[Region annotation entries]
━━━━━━

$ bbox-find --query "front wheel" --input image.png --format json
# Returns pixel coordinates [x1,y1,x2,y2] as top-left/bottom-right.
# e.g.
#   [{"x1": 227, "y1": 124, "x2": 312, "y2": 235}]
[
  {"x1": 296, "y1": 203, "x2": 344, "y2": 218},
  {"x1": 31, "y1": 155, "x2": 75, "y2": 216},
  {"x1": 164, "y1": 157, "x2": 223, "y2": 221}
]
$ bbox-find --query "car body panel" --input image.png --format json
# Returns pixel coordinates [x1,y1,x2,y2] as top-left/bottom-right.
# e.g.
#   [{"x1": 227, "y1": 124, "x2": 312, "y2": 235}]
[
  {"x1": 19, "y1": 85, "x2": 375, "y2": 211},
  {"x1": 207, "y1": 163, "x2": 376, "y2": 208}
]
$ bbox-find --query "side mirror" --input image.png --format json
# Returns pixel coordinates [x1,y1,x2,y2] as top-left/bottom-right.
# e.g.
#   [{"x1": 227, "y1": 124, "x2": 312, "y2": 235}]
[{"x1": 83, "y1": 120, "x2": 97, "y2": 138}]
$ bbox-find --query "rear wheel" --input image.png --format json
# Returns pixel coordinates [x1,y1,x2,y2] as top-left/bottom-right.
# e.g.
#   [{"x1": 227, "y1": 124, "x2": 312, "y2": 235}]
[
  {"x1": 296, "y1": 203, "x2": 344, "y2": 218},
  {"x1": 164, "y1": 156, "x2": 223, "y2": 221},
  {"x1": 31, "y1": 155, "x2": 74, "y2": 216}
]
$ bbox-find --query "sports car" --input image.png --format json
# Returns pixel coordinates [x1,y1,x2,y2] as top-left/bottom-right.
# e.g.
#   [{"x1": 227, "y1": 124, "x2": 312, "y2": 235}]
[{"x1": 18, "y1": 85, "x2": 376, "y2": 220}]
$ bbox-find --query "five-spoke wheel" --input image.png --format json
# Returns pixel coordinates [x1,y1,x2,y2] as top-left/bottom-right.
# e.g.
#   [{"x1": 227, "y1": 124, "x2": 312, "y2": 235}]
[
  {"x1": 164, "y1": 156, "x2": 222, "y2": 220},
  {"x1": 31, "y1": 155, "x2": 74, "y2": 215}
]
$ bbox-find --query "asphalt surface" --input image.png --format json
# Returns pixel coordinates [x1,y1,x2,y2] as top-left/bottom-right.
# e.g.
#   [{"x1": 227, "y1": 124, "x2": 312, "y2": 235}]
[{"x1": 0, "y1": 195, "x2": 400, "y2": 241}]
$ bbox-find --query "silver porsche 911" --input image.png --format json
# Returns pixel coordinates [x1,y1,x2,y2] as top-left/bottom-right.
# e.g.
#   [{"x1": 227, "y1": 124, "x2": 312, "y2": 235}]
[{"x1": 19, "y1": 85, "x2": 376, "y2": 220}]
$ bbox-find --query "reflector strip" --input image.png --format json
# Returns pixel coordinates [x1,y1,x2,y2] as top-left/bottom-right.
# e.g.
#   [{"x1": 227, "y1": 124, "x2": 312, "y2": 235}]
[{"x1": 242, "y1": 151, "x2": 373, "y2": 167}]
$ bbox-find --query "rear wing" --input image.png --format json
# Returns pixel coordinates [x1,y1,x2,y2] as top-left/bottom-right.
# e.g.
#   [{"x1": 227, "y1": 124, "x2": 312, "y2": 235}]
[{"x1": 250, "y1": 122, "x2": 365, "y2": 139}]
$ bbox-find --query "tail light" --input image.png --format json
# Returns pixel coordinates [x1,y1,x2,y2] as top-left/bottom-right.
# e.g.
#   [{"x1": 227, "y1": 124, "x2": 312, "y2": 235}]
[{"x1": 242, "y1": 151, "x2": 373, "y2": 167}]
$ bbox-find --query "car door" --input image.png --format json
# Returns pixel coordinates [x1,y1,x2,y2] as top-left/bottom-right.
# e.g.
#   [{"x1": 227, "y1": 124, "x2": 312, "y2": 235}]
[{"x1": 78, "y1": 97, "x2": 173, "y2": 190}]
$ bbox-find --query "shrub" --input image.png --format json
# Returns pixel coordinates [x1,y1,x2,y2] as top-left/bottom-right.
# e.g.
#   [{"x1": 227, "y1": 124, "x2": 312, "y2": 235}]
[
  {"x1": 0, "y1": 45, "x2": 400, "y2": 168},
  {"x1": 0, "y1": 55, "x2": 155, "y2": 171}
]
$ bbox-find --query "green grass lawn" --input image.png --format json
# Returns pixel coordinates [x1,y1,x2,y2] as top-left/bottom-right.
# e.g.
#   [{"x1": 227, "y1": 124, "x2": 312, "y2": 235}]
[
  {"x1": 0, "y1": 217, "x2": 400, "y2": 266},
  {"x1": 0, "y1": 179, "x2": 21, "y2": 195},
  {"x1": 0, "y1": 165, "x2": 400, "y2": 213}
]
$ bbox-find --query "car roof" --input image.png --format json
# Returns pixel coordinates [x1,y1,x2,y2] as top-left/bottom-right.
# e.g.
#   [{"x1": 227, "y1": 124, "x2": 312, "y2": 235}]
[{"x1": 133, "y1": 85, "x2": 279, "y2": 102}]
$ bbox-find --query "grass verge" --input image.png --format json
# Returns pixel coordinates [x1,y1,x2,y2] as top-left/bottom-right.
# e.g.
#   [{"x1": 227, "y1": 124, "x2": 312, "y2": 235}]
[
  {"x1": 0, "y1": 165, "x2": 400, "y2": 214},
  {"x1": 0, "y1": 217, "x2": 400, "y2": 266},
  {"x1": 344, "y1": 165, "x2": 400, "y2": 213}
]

━━━━━━

Do this:
Identify each line in the records above that contains the word "rear", and copy those lines out.

Complete output:
$ bbox-find --query "rear wheel" --input image.png --format json
$ bbox-find --query "rear wing" --input image.png --format json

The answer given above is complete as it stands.